* _TO BE DONE_
[A] Change "scanner" to "walker" throughout the language detector notebook, covering everything from "strings = []" down to "return main(directory)", and write out that stretch.
[B] Write the code that comes next in the language detector notebook, picking up after its last line.

* _DOCUMENT EXTRACT_

--- start ---

# Poom's C Char-RNN Langauge Detector
---

In [2]:
import re
import os
import random
import numpy as np
import numpy.random as rd
import tensorflow as tf

In [3]:
def onehot(index, length):
    """
    takes
        two integers
    returns
        a onehot vector of length 'length'
        with one at index 'index'
    """
    vector = np.zeros(length)
    vector[index] = 1.0
    return vector

def reader(directory):
    """
    Takes 
        - directory : string
            the directory path of all the text files
    Returns 
        - dict[string -> list[string]]
            a dictionary whose keys are the languages (folder-name)
            and values are list of strings in the files in the folder
    """
    def parse(base_name, files):
        print("parsing files in", base_name)
        pattern = re.compile('<[^>]*>')
        strings = []
        for name in files:
            with open(base_name + "/"+ name, errors='replace') as f:
                strings.append(re.sub(pattern, '', f.read()))
        return strings

    def main(directory):
        scanner = os.walk(directory)
        _, folders, _ = next(scanner)
        return {name: parse(name, files)
                for name, _, files in scanner}
    
    return main(directory)

Then we parse the files. This will take sometime. Go get coffee or something.

In [4]:
strings = reader("./text")
joined = { lang: "`".join(strings[lang])
            for lang in strings }
charset = { lang: set(joined[lang]) for lang in joined }
languages = sorted(charset)

parsing files in ./text/bg
parsing files in ./text/cs
parsing files in ./text/da
parsing files in ./text/de
parsing files in ./text/el
parsing files in ./text/en
parsing files in ./text/es
parsing files in ./text/et
parsing files in ./text/fi
parsing files in ./text/fr
parsing files in ./text/hu
parsing files in ./text/it
parsing files in ./text/lt
parsing files in ./text/lv
parsing files in ./text/nl
parsing files in ./text/pl
parsing files in ./text/pt
parsing files in ./text/ro
parsing files in ./text/sk
parsing files in ./text/sl
parsing files in ./text/sv


In [5]:
def stream(languages, joined, window_size, char_to_ind):
    
    def next_point():
        index = random.randrange(len(languages))

--- end ---

(Segmentation dataset records)
--- start ---

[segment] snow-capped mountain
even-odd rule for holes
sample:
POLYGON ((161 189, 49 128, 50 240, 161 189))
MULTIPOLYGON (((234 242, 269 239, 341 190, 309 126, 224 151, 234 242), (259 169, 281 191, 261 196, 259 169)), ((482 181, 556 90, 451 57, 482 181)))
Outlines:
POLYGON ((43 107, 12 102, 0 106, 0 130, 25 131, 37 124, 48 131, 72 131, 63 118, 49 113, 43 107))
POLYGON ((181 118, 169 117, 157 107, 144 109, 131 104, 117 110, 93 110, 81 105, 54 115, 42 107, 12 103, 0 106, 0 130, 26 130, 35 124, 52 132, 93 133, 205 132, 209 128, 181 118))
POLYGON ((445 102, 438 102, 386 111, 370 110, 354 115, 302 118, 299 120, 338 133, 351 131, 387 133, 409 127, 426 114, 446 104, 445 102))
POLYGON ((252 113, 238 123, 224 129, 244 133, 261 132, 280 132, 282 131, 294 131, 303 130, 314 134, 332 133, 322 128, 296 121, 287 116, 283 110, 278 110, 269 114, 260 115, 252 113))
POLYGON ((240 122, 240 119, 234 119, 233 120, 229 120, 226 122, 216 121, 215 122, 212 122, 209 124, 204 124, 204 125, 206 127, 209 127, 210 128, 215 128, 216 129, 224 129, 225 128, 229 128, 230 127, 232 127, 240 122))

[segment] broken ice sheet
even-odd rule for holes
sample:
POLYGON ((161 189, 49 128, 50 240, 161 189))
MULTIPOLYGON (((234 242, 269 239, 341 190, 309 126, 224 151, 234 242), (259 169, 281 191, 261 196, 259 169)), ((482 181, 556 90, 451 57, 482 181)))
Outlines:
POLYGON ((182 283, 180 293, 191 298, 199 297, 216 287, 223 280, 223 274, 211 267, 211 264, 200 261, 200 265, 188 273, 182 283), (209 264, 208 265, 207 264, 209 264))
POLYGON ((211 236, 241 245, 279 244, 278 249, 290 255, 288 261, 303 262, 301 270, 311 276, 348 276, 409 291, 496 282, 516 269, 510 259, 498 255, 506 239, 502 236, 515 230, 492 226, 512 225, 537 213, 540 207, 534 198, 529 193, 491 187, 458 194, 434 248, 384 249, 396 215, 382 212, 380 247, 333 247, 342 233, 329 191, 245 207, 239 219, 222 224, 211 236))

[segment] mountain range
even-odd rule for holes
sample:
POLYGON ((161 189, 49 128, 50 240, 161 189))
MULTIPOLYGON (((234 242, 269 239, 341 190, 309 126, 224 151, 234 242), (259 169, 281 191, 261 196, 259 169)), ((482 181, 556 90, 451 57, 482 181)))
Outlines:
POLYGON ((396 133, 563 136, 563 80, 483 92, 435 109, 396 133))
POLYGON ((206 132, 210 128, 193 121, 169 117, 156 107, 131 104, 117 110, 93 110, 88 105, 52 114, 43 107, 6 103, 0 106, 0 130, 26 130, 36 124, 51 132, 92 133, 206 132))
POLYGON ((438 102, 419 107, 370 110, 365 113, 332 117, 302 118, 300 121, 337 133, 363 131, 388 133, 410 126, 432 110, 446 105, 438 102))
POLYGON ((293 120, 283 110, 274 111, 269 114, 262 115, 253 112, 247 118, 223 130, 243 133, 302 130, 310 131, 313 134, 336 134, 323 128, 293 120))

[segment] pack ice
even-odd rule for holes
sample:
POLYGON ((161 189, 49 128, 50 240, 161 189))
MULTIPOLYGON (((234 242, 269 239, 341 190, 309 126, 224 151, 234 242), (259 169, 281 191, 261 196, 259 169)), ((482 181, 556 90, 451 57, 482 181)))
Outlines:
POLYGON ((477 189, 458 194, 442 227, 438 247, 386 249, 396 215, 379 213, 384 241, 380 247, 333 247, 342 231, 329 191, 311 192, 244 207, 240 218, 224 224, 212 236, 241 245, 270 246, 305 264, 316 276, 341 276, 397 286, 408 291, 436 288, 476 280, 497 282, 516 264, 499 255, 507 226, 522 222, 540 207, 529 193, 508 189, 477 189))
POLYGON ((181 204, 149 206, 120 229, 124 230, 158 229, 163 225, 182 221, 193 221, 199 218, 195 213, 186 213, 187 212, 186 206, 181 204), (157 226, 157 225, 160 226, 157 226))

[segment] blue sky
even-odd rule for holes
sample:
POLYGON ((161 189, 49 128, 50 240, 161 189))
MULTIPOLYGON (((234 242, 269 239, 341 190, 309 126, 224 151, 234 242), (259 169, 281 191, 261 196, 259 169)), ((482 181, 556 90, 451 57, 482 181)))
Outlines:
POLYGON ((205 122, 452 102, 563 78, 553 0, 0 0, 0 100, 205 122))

--- end ---

* _EXPECTED RESULTS_
[A]
strings = []
        for name in files:
            with open(base_name + "/"+ name, errors='replace') as f:
                strings.append(re.sub(pattern, '', f.read()))
        return strings

    def main(directory):
        walker = os.walk(directory)
        _, folders, _ = next(walker)
        return {name: parse(name, files)
                for name, _, files in walker}
    
    return main(directory)

[B]
        string = joined[languages[index]]
        start = random.randrange(0, len(string) - window_size)
        substring = string[start:start+window_size]
        labels = [index] * window_size
        inputs = np.array([char_to_ind[c] for c in substring])
        return labels, inputs

    def iterate(batch_size):
        while True:
            data = [next_point() for _ in range(batch_size)]
            labels, inputs = zip(*data)
            yield np.array(labels), np.array(inputs)

    return iterate

In [10]:
num_chars = sum(len(text) for text in joined.values())
num_files = sum(len(strings[lang]) for lang in strings)
print(num_chars, "characters in", num_files, "files")

4499268584 characters in 187072 files


In [11]:
unique_char = set()
for lang in charset:
    unique_char.update(charset[lang])

unique_char = sorted(unique_char)
num_unique_chars = len(unique_char)
char_to_ind = { c : i for i, c in enumerate(unique_char) }
char_to_vec = { c : onehot(i, len(unique_char)) 
                 for i, c in enumerate(unique_char)}
print(num_unique_chars, "unique characters")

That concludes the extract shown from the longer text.